■ **SOURCE PASSAGE**
Using Google Cloud Build To Build Linux Desktop Disk Images
For the SCUSA project, we need to ship bootable Linux desktop images to all of the sites that they can use to easily convert a public computer lab into a contest environment. We have varied what we have shipped over the years but the last few we have opted for a LiveCD-based environment since it is minimally impacting to an existing computer lab. Read more about SCUSA disk images.
In order to build the image we use livemedia-creator
which is used upstream in Fedora to build
the LiveCD environments for that project. I got started in systems administration building
Fedora/CentOS servers with PXE-booted Anaconda/Kickstart and so it is nice to see anaconda make it’s
way into the livemedia-creator project as well.
Although there has been a lot of good work done to bring Anaconda to regular systems, I observed it
leaving artifacts on the system if the process exits abnormally. Because of this, I was using a
combination of Vagrant and Ansible to run livemedia-creator
in a clean environment for every build.

■ **TASK STATEMENT**
Type out word for word the part of the passage on building Linux desktop disk images that opens with the words containing "Using Google Cloud" and closes with "SCUSA disk images.".

■ **MATERIAL SHOWN**
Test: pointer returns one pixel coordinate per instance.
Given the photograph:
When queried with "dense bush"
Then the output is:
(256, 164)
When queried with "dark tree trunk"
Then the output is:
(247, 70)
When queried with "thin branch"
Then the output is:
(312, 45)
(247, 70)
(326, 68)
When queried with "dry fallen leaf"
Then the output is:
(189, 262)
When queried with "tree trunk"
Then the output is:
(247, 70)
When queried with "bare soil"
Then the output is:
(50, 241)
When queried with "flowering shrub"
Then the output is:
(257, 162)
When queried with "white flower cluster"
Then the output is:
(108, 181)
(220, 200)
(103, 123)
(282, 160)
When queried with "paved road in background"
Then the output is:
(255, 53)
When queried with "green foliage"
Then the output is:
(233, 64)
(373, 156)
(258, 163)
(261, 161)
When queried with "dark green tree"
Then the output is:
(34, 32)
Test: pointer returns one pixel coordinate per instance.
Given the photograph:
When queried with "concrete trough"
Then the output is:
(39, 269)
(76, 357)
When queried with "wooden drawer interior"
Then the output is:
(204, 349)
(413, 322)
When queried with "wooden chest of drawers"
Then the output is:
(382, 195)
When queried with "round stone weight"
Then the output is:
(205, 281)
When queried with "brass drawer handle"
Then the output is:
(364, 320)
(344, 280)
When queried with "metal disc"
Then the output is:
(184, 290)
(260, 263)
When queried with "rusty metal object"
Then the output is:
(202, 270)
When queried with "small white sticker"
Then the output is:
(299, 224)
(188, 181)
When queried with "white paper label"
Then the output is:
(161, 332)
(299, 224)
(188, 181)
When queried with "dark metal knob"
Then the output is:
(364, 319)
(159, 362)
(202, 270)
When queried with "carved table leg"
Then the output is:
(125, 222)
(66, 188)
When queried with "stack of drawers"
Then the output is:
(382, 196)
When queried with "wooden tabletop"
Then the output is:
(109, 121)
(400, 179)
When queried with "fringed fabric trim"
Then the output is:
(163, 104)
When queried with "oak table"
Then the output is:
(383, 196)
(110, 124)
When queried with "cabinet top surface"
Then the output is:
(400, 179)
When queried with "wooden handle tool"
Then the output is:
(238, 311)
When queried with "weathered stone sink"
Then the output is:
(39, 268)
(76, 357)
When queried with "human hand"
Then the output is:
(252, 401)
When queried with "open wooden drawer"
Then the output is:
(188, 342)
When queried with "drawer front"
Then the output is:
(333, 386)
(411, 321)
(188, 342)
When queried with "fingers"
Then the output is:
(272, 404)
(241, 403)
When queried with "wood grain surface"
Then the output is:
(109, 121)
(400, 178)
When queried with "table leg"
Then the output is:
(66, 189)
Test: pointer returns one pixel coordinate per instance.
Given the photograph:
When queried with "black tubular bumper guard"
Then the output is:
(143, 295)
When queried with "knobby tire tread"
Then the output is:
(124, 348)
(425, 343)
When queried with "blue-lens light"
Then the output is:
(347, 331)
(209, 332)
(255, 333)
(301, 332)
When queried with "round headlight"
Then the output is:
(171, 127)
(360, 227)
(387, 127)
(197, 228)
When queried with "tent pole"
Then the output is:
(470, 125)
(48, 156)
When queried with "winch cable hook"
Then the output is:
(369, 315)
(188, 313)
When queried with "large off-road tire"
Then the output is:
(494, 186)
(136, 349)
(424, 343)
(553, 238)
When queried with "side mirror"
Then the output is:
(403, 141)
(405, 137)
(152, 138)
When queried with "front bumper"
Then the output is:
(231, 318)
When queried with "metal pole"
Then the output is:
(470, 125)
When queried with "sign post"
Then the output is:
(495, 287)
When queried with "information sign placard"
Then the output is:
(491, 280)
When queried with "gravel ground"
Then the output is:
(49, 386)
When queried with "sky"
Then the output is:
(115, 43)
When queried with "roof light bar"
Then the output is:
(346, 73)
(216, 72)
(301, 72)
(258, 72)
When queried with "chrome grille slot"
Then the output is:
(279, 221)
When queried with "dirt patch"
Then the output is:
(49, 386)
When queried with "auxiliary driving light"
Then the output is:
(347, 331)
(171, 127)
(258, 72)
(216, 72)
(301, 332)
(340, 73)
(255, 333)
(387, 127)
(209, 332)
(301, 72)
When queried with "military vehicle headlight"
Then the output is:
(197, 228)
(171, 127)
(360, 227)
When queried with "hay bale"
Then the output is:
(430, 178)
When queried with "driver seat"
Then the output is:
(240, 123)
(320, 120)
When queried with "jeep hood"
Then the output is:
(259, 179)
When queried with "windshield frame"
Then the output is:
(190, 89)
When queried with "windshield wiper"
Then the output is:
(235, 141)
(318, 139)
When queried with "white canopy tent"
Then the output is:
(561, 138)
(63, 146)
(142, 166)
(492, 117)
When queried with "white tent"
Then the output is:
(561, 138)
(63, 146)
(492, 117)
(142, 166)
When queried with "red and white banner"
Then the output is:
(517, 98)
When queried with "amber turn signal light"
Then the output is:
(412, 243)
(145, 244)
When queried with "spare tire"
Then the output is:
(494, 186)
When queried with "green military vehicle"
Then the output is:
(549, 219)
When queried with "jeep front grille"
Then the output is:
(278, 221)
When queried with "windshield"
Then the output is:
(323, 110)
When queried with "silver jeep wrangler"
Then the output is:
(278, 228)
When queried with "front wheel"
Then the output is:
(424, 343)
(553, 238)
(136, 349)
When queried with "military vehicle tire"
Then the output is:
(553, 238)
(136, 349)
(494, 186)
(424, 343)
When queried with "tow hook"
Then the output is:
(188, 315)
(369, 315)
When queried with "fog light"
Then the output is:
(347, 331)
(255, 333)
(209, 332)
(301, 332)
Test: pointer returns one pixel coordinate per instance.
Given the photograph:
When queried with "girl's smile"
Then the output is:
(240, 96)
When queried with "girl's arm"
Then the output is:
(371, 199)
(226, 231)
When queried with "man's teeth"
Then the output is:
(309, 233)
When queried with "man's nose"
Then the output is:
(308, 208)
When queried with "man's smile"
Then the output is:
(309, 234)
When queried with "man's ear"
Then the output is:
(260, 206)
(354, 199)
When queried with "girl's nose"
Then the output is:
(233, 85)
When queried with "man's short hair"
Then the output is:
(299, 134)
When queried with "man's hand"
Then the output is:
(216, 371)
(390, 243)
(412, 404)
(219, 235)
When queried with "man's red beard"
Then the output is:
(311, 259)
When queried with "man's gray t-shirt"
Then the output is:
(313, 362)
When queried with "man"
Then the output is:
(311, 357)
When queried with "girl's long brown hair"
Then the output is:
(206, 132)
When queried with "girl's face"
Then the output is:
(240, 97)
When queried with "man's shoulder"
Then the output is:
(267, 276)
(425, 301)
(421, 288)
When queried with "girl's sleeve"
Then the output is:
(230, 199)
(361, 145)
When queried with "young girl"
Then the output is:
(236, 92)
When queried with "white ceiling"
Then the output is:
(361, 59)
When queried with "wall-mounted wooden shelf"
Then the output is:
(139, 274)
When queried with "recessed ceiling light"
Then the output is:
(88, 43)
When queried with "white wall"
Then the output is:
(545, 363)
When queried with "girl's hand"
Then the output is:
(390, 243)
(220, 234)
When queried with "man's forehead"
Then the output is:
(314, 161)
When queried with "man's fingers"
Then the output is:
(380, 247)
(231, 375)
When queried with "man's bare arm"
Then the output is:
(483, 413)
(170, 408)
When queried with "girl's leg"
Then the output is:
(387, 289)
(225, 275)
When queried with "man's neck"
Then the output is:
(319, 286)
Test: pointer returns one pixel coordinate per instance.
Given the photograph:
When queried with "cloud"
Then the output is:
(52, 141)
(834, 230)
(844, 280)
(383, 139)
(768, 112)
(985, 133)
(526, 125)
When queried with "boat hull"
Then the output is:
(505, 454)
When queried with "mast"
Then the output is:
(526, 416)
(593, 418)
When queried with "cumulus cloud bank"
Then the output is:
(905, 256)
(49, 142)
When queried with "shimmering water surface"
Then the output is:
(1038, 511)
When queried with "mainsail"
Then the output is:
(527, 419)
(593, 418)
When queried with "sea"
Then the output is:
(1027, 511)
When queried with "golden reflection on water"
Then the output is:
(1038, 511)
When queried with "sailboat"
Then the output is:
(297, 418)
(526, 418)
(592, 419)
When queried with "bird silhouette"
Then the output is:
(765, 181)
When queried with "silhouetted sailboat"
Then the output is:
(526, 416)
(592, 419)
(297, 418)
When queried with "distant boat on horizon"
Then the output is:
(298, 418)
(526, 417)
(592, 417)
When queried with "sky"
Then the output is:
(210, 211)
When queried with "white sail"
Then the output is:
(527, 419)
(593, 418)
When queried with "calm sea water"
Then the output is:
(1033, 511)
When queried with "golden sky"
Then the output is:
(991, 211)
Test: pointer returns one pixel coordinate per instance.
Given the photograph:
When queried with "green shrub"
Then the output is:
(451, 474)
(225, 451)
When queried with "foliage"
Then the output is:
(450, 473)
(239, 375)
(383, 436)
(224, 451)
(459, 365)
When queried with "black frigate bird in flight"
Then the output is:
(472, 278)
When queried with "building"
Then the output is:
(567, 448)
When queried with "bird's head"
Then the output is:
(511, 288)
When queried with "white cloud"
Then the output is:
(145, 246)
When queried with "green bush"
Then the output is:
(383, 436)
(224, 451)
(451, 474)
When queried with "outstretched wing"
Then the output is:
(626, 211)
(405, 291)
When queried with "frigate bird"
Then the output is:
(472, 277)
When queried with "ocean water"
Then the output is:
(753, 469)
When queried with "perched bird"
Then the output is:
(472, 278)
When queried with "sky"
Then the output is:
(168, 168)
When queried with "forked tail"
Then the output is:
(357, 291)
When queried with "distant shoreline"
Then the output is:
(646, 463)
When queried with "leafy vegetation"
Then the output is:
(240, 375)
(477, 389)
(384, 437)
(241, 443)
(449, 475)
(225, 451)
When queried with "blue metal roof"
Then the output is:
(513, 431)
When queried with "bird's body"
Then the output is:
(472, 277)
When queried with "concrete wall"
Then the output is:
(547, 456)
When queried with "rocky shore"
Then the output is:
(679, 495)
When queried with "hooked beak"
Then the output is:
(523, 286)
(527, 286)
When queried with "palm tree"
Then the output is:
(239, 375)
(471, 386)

■ **RESULT OF THIS EXERCISE**
Using Google Cloud Build To Build Linux Desktop Disk Images
For the SCUSA project, we need to ship bootable Linux desktop images to all of the sites that they can use to easily convert a public computer lab into a contest environment. We have varied what we have shipped over the years but the last few we have opted for a LiveCD-based environment since it is minimally impacting to an existing computer lab. Read more about SCUSA disk images.